What is being asked: Without any alteration, retype the records that appear below.

Entries supplied:

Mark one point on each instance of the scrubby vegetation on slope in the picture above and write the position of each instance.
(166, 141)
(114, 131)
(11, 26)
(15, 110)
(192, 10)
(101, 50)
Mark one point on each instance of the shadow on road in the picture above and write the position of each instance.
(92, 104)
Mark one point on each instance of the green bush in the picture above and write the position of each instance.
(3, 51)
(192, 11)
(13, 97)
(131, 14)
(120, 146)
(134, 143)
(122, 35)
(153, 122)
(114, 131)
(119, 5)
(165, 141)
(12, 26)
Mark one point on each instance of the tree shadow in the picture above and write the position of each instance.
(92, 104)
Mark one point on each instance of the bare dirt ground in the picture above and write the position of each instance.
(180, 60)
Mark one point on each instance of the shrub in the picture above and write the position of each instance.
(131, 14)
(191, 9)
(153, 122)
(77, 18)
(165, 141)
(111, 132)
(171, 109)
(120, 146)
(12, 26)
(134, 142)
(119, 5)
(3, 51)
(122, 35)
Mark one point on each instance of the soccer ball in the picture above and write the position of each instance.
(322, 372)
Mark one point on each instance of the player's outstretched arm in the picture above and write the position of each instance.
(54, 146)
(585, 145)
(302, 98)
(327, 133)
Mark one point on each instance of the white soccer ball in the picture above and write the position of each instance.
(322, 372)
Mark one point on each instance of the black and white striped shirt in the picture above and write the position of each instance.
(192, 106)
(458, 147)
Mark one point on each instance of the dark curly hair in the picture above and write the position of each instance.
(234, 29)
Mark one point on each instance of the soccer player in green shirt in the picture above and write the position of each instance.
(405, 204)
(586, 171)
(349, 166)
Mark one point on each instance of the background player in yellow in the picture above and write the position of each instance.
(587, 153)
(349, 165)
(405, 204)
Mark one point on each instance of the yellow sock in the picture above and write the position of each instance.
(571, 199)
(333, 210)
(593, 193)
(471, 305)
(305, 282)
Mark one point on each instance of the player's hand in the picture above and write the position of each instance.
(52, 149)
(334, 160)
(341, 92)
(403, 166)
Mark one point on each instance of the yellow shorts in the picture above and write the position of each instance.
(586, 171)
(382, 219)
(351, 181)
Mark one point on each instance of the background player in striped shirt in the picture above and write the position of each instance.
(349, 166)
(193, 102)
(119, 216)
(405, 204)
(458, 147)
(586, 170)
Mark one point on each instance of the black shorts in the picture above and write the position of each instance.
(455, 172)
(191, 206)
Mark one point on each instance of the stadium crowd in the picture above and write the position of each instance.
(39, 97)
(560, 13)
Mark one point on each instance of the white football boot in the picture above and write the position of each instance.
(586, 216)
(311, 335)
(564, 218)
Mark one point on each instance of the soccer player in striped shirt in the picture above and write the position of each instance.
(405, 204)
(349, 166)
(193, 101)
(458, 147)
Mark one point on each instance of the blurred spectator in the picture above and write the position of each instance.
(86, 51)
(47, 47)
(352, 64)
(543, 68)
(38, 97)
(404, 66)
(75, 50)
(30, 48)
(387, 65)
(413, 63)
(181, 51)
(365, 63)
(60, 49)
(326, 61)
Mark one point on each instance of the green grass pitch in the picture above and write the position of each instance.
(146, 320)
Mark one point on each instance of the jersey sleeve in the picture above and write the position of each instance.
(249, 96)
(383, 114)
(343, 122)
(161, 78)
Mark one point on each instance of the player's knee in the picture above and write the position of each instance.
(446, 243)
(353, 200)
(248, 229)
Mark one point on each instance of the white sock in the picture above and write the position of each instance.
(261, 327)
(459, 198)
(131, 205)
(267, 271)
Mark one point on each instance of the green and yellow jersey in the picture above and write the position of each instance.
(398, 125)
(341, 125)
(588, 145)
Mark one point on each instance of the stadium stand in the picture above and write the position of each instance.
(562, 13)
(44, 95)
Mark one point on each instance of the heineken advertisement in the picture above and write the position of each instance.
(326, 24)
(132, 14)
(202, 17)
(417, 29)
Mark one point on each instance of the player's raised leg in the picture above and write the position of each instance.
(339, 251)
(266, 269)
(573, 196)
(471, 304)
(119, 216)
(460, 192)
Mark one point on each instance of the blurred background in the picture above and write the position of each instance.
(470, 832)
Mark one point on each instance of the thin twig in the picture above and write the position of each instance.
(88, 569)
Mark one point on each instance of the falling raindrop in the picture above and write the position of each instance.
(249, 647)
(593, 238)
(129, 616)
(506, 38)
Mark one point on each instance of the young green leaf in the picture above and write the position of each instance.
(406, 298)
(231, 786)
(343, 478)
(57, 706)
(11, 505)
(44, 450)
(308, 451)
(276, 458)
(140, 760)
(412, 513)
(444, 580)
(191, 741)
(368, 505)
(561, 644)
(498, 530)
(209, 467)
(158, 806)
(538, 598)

Task answer:
Mark one point on each instance of the scrubby vegetation on slope in the picture above and write the position of each instance.
(166, 141)
(114, 131)
(11, 26)
(15, 110)
(192, 10)
(101, 50)
Mark one point on each instance of the shadow on road in the picture above and write the position of each instance.
(92, 104)
Mark one point on each instance of the green bush in the picture above and write the position of each instance.
(3, 51)
(192, 11)
(13, 97)
(131, 14)
(120, 146)
(134, 143)
(122, 35)
(153, 122)
(114, 131)
(119, 5)
(165, 141)
(12, 26)
Mark one point on each instance of the tree shadow in the picture above and write the position of each instance.
(92, 104)
Mark one point on each instance of the bare dirt ground in the picture above and write the position of each instance.
(180, 60)
Mark one point on each instance of the shrub in the picture above and write the position of each instance.
(131, 14)
(191, 9)
(153, 122)
(77, 18)
(165, 141)
(111, 132)
(171, 109)
(120, 146)
(12, 26)
(134, 142)
(119, 5)
(3, 51)
(122, 35)
Mark one point on each instance of the soccer ball in the picture above and write the position of each instance.
(322, 372)
Mark one point on each instance of the player's outstretched arm in the picture above and write the position of each instance.
(54, 146)
(585, 145)
(302, 98)
(327, 133)
Mark one point on each instance of the white soccer ball in the picture above and write the position of each instance.
(322, 372)
Mark one point on each instance of the black and white striped shirt in the picture above and write the position of each instance.
(192, 106)
(458, 147)
Mark one point on each instance of the dark curly hair in the picture above and write the position of each instance.
(234, 29)
Mark one point on each instance of the soccer player in green shirt in the picture above and write the position of each instance.
(405, 204)
(586, 171)
(349, 166)
Mark one point on each instance of the background player in yellow in the picture above and write the position of each instance.
(587, 153)
(349, 165)
(405, 204)
Mark one point on each instance of the yellow sock in the picture above and write the position of each instance.
(571, 199)
(333, 210)
(593, 193)
(471, 305)
(305, 282)
Mark one point on each instance of the player's hand in the picture above and write the position of each instance.
(52, 149)
(334, 160)
(341, 92)
(403, 166)
Mark one point on each instance of the yellow shorts in the picture above and write the position of each instance.
(586, 171)
(382, 219)
(351, 181)
Mark one point on each instance of the background player in striped shirt in the picture above and write the position of each instance.
(349, 166)
(193, 102)
(119, 216)
(405, 204)
(458, 147)
(586, 170)
Mark one point on each instance of the black shorts in the picture above and write the position of each instance.
(455, 172)
(191, 206)
Mark one point on each instance of the stadium crowd in the picture above and write the position of each instance.
(39, 97)
(560, 13)
Mark one point on each instance of the white football boot in the picture above and write the position of each instance.
(586, 216)
(311, 335)
(564, 218)
Mark one point on each instance of the soccer player in striped shirt in the picture above and write the position of each instance.
(405, 204)
(349, 166)
(193, 101)
(458, 147)
Mark one point on each instance of the blurred spectator in the picture above and write the position of each instance.
(86, 51)
(47, 47)
(352, 64)
(543, 68)
(38, 97)
(404, 66)
(75, 50)
(30, 48)
(387, 65)
(413, 63)
(181, 51)
(365, 63)
(60, 49)
(326, 61)
Mark one point on each instance of the green grass pitch in the picture above and write the position of each instance.
(146, 320)
Mark one point on each instance of the jersey sleeve in the picture above and write the position of each instance.
(249, 96)
(383, 114)
(343, 122)
(161, 78)
Mark one point on each instance of the player's knee in the picture above and write the position of each instance.
(446, 243)
(353, 200)
(248, 229)
Mark one point on each instance of the white sock in the picture above and write the position of each instance.
(261, 327)
(459, 198)
(131, 205)
(267, 271)
Mark one point on each instance of the green and yellow jersey in the picture above and write the position of each instance.
(398, 125)
(341, 125)
(588, 145)
Mark one point on each instance of the stadium stand in the picture above and write the position of each instance.
(562, 13)
(44, 95)
Mark one point on each instance of the heineken advertisement in the picture above and write the position of each instance.
(326, 24)
(132, 14)
(202, 17)
(417, 29)
Mark one point on each instance of the player's raised leg in the picture above and write the position of each instance.
(339, 251)
(266, 269)
(573, 196)
(471, 304)
(119, 216)
(460, 192)
Mark one point on each instance of the blurred background in the picture above and write the position of each instance.
(470, 832)
Mark one point on each instance of the thin twig in the picture above and write the position of each instance.
(88, 569)
Mark one point on each instance of the falling raindrop in the picture above and write the position of each instance.
(249, 647)
(593, 238)
(129, 616)
(506, 38)
Mark one point on each instance of the young green leaf in the picture above and write the position of each instance.
(406, 298)
(231, 786)
(343, 478)
(57, 706)
(11, 505)
(44, 450)
(308, 451)
(276, 458)
(140, 760)
(412, 513)
(444, 580)
(191, 741)
(368, 505)
(561, 644)
(498, 530)
(209, 467)
(158, 806)
(538, 598)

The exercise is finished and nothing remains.